## BEGIN Reading passage
Last week was the Advanced Course Graduation Ceremony in my school, a very special occasion in which hundreds of students gather together, accompanied by their families, to celebrate the end of a long English-language-learning journey. Some of them started at a very young age, while others as adults, yet all reached the desired proficiency in English.
In my 26 years in the Institution, I have been to dozens of graduation ceremonies. Even so, each event is unique, and each one moves me in a different manner. The highlight of this last one was to be unexpectedly approached and hugged by two former students who, in very different ways, took me out of my comfort zone as a teacher and forced me to find creative strategies to help them succeed – coincidentally or not, both called Matheus (Mathew in English).
The first Matheus was my student still in the Teens course, about four or five years ago. Right in the beginning of the semester, I was advised by his former teacher that he would probably give me a lot of trouble because he spoke out of turn, arrived late, disturbed the class, and didn’t hand in assignments on time. I was also warned about his bad writing skills. Indeed, that’s how Matheus behaved in the beginning of the term. I remember him raising his hand or shouting out the answer to every question I asked, not allowing his peers to talk and sometimes even intimidating them; I remember the blank pages in his workbook every time I checked homework. And I remember his first three-line paragraph full of comma splices. Soon enough, though, I realized that beneath the surface lay a very sensitive boy who was actually full of energy and eager to learn; he just needed a well-balanced dose of attention, on the one hand, and limits, on the other.
I began by approaching him at break time every day and engaging in small talk about whatever I thought interested him. I also asked him why he was arriving late and if he could make a special effort to arrive on time next class; when he did, I thanked and praised him. During class, I made sure he had his chance to talk but I also made sure he gave his peers a chance. I clearly remember standing next to him and putting my hand on his shoulder, indicating that he should wait for his turn. To help him spend some of his excessive energy, I had him do small chores, such as erasing the board and handing out worksheets, for example. I also had him rewrite his paragraphs as many times as necessary until they were passable, showing Matheus that I wanted him to learn, not to get a failing grade. On the other hand, he received the negotiated penalties for handing in late work, also showing him that he wasn’t going to get any breaks. In order not to lose his trust, I told him I would call his mom about his homework and advised him to tell her in advance so I wouldn’t catch her by surprise. Making a few mistakes here and there but achieving good results most times, I managed to engage Matheus in productive work during the semester, at the same time that I also learned to be more tolerant and changed my concept of a “well-behaved student”.
## END Reading passage
## BEGIN Records for the task
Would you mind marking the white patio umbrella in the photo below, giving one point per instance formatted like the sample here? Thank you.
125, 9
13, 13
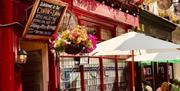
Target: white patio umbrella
133, 41
158, 57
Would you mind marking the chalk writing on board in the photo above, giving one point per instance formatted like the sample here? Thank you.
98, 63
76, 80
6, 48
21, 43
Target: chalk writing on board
45, 19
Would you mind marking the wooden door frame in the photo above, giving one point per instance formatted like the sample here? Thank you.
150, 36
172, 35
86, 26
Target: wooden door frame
34, 45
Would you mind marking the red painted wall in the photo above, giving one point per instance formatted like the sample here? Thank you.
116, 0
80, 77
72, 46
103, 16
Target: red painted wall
7, 63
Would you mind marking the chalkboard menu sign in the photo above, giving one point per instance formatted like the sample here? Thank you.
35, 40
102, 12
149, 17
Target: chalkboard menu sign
44, 19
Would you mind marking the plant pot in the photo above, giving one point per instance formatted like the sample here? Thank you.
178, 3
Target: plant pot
73, 49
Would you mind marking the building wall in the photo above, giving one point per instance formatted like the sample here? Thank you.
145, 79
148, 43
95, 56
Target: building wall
176, 71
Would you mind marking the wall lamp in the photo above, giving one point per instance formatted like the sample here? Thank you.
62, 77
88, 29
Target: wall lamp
21, 59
## END Records for the task
→ **Short exercise 1**
In the listing, swap "plant pot" for "flower pot" in the lines from the one containing "Would you mind marking the plant" through the end of the listing, and give back only those lines with nothing else altered.
→ **Short exercise 2**
Carry on the account of the teacher and the two former students named Matheus, picking up right after its last sentence.

→ **Answer 1**
Would you mind marking the flower pot in the photo above, giving one point per instance formatted like the sample here? Thank you.
178, 3
Target: flower pot
73, 49
Would you mind marking the building wall in the photo above, giving one point per instance formatted like the sample here? Thank you.
145, 79
148, 43
95, 56
Target: building wall
176, 71
Would you mind marking the wall lamp in the photo above, giving one point per instance formatted like the sample here? Thank you.
62, 77
88, 29
Target: wall lamp
21, 59

→ **Answer 2**
The following semester, I had an intermediate group where there was another boy called Matheus who presented a whole new set of challenges. He was just the opposite. He didn’t want to talk in class; he wouldn’t even raise his head and look me or his classmates in the eye. This second Matheus was extremely shy and reluctant to speak and participate. He also lacked confidence in his English abilities. Unlike the other Matheus, he was happy when his classmates jumped in when he was about to speak. He just wanted to hide and remain unnoticed the whole semester. Like the other Matheus, though, he also had a lot of difficulty with writing and I remember staying with him after class or during the breaks explaining what he had to change in his text. I also remember a crucial moment towards the end of the term when he was running the risk of failing the course and I decided to give him remedial help. I scheduled a day and time outside his class schedule so he could redo some exercises with me. I wasn’t certain he would actually come, but he did, with a smile on his face for the first time, and did everything he was told. Sure enough, he passed the semester, achieving better than average results.
Years passed by and I didn’t think these two boys even remembered me. After all, they’d had so many other teachers after me. Besides, teenagers easily forget their teachers. But not only did they remember me, but they also took the initiative to come and hug me – the first Matheus – or say hello with a smile on his face – the second Matheus. Why? Because they knew I had cared for them when I was their teacher; they remembered my investment in them, my faith in their success.
Of course I haven’t always been successful with every challenging student I’ve had and I have certainly made a lot of mistakes, as all teachers and parents do. But these two success stories made my day and, once again, made the graduation ceremony special. I went back home with the most satisfying feeling of fulfillment, of personal satisfaction. I had made my mark. I had been memorable to these two students. Aren’t we teachers easy to please?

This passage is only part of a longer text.